> READING TEXT:
BEGIN

I referred to in a previous blog here about certain grapes loving Elgin and felt it only right to elaborate which grapes I have decided upon and why.
Why Chardonnay and Syrah?
Why did I decide to go with a Chardonnay and Syrah I hear you asking? I find Chardonnay and Syrah interesting because they are so well suited to the Elgin region, which is similar in climate to the Northern Rhone/Southern Burgundy area. Both grapes have distinct clonal differences and are keenly understood helping to define and understand terroir subtleties.
However, although I hold them close to my heart, I am not dogmatic as to repudiate other grapes be it Albarino or perhaps Pinot Noir and, if opportunities arose, would certainly evaluate them thoroughly. I wouldn’t rule out blending grapes either, but at this point Chardonnay and Syrah are challenging enough!
So, Chardonnay and Syrah are noble grapes for a number of reasons, notably because both:
- produce wines that age well,
- have great natural structural components,
- can be stand-alone varietals yet also be blended,
- have an affinity with oak
- can be both complex and beguiling.

END

> DATASET:
BEGIN

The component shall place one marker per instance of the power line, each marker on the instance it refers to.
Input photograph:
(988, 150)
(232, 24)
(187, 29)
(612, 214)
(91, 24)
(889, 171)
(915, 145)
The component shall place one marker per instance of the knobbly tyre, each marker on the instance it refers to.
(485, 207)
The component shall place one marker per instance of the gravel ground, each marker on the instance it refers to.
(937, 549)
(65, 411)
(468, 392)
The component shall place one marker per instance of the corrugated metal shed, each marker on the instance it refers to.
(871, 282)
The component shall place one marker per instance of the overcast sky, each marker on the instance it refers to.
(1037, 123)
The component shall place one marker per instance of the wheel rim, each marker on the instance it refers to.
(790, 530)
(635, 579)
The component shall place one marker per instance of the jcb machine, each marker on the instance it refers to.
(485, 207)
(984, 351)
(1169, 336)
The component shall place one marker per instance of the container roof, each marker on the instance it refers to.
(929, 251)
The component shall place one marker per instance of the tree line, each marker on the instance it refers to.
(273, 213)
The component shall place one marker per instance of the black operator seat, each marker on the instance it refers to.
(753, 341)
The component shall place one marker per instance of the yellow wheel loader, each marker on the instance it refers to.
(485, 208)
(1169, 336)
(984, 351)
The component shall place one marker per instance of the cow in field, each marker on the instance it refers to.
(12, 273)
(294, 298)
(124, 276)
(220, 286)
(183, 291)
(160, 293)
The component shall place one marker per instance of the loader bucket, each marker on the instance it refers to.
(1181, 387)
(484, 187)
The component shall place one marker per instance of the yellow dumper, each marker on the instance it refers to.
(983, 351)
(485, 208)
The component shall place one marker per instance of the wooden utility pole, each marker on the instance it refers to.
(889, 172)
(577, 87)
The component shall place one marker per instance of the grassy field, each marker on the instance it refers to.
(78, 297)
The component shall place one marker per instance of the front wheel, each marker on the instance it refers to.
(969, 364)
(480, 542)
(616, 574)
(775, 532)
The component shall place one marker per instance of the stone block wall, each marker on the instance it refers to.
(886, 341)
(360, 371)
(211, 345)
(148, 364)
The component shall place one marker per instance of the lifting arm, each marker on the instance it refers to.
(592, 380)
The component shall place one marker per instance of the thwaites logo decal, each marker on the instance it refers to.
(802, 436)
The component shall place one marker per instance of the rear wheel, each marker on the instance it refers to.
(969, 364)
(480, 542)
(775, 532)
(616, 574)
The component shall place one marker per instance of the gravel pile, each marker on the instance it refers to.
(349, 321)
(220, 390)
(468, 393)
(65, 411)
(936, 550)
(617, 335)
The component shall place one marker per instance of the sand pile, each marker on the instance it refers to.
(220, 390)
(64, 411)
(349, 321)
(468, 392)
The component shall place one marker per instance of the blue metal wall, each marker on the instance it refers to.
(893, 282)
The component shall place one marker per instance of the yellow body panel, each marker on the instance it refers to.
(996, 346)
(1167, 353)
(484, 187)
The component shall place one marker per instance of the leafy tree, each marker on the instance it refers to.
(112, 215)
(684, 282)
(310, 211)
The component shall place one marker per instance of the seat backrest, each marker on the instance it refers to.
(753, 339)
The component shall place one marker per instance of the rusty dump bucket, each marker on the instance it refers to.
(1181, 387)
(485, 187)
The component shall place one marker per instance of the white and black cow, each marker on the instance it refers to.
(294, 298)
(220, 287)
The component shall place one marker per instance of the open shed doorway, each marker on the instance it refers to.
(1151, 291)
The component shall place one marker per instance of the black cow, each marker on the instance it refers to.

END

> WORK ITEM A: Echo the Chardonnay and Syrah blog post word for word, between "So, Chardonnay and" and "complex and beguiling.", inclusive.
> WORK ITEM B: Proceed with the blog post about growing Chardonnay and Syrah in Elgin, writing on from its last line.

> TASK ANSWER A:
So, Chardonnay and Syrah are noble grapes for a number of reasons, notably because both:
- produce wines that age well,
- have great natural structural components,
- can be stand-alone varietals yet also be blended,
- have an affinity with oak
- can be both complex and beguiling.

> TASK ANSWER B:
In a phrase, these are grapes that can produce fine wine!
Romancing the clone
The grapes will be handpicked in the cool early morning, placed in 10kg white berry baskets. The Chardonnay will be tipped directly into a press for whole-bunch pressing and the juice sent directly to barrel. The Syrah will be double-sorted, meaning by bunch and then by individual berry, lightly crushed before being gravity-fed into 3 ton tanks.
Both juices will have no yeast, enzymes or acid additions. The Syrah will use punch-downs over pump overs before a 3-4 week maceration on skins and then racked, gravity fed to barrel. The remaining mash will be pressed in a 500kg basket press and tasted off to determine which quality will be added to the final blend.